[Recorded data]
☆ ☆ ☆ ☆
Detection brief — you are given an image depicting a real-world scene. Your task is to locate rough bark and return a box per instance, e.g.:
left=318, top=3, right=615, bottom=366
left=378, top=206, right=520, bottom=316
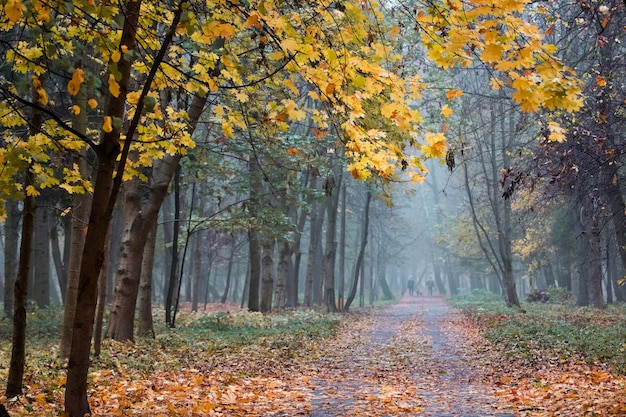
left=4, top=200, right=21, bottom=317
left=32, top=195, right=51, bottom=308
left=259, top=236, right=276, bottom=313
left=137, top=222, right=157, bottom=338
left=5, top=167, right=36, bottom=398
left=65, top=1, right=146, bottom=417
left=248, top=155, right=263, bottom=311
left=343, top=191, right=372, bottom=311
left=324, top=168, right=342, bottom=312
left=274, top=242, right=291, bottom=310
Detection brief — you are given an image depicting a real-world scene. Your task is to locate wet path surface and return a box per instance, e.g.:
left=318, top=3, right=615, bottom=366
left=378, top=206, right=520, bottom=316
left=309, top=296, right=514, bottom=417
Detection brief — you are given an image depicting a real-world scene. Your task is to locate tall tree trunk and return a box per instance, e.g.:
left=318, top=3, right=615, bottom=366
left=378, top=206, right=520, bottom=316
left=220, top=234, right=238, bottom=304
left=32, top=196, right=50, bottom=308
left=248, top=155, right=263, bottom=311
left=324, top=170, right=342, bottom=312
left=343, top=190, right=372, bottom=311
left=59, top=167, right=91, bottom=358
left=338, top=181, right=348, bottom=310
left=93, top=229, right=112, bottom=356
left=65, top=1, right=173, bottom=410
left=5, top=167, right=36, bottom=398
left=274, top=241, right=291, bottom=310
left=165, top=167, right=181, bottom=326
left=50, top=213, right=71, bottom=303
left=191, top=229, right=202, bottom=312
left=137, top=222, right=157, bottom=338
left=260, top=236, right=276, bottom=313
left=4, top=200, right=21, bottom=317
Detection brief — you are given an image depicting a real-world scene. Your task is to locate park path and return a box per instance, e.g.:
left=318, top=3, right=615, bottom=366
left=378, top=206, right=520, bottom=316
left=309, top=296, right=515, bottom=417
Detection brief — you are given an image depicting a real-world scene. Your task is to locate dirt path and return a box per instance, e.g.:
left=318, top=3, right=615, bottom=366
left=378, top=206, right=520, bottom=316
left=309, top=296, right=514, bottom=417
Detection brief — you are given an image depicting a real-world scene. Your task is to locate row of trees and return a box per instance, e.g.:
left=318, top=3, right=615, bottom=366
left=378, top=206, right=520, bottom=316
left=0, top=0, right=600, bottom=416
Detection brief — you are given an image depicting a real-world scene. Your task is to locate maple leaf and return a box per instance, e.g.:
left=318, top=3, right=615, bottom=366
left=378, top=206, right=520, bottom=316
☆ ☆ ☆ ☆
Task brief: Express every line of the records above as a JSON list of strings, one string per line, skipping blank lines. Leave the pictures out.

The output:
[
  "Detection brief — you are given an image depicting a real-world scene. Your task is to locate rough bark and return a box per instance, e.g.:",
  "left=318, top=3, right=615, bottom=366",
  "left=378, top=206, right=520, bottom=316",
  "left=4, top=200, right=21, bottom=317",
  "left=32, top=195, right=51, bottom=308",
  "left=259, top=236, right=276, bottom=313",
  "left=137, top=222, right=157, bottom=338",
  "left=5, top=167, right=36, bottom=398",
  "left=65, top=1, right=146, bottom=417",
  "left=248, top=155, right=263, bottom=311",
  "left=343, top=191, right=372, bottom=311",
  "left=324, top=168, right=342, bottom=312",
  "left=274, top=242, right=291, bottom=310",
  "Detection brief — you are given an image depicting a real-world scene. Your task is to locate wet path surface and return a box per instance, e.g.:",
  "left=318, top=3, right=615, bottom=366",
  "left=378, top=206, right=520, bottom=316",
  "left=309, top=296, right=514, bottom=417",
  "Detection brief — you are given an image depicting a real-world scene. Your task is to locate tall tree trunk and return a box per instance, e.g.:",
  "left=318, top=3, right=615, bottom=366",
  "left=378, top=206, right=520, bottom=316",
  "left=220, top=234, right=238, bottom=304",
  "left=32, top=196, right=50, bottom=308",
  "left=248, top=155, right=263, bottom=311",
  "left=324, top=170, right=342, bottom=312",
  "left=343, top=190, right=372, bottom=311",
  "left=59, top=167, right=91, bottom=358",
  "left=338, top=181, right=348, bottom=310",
  "left=93, top=229, right=112, bottom=356",
  "left=65, top=1, right=173, bottom=410",
  "left=5, top=167, right=36, bottom=398",
  "left=274, top=241, right=291, bottom=310",
  "left=165, top=167, right=181, bottom=326",
  "left=50, top=213, right=71, bottom=303",
  "left=191, top=229, right=202, bottom=312",
  "left=137, top=222, right=157, bottom=338",
  "left=260, top=236, right=276, bottom=313",
  "left=4, top=200, right=21, bottom=317",
  "Detection brief — you are given an image depicting a real-world scene. Your task is to locate park path and return a box per instance, e.g.:",
  "left=318, top=3, right=615, bottom=366",
  "left=378, top=206, right=520, bottom=316",
  "left=309, top=296, right=515, bottom=417",
  "Detection brief — you are given an image depicting a real-world scene. Your task is to locate dirt path and return a box per instance, e.g.:",
  "left=318, top=3, right=615, bottom=366",
  "left=378, top=206, right=520, bottom=316",
  "left=309, top=296, right=514, bottom=417",
  "Detection brief — you are given an image depicting a real-world scene. Your task is to locate row of trees and return a box per instance, e.g.:",
  "left=318, top=3, right=615, bottom=366",
  "left=378, top=206, right=520, bottom=316",
  "left=0, top=0, right=600, bottom=416",
  "Detection brief — you are given an image depicting a real-world scene. Your task is to locate maple leaf and return a box per instance, e.g.:",
  "left=318, top=3, right=615, bottom=366",
  "left=378, top=206, right=520, bottom=316"
]